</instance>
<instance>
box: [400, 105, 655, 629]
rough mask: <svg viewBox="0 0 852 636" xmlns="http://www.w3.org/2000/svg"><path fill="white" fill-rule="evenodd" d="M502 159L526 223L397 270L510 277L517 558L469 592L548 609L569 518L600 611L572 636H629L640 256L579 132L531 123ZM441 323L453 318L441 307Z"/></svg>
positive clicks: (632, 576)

────────────────────

Представьте все приведенные выше данные в виде таблицы Markdown из двух столбцов: «Номер» с порядковым номером строки и «Строка данных» с самой строкой. Пустые строки в таблицу не включайте.

▶ [РЕШЕНИЕ]:
| Номер | Строка данных |
|---|---|
| 1 | </instance> |
| 2 | <instance> |
| 3 | box: [400, 105, 655, 629] |
| 4 | rough mask: <svg viewBox="0 0 852 636" xmlns="http://www.w3.org/2000/svg"><path fill="white" fill-rule="evenodd" d="M502 159L526 223L397 270L510 277L517 558L469 592L548 609L569 518L600 611L572 636H629L640 256L579 132L531 123ZM441 323L453 318L441 307Z"/></svg> |
| 5 | positive clicks: (632, 576) |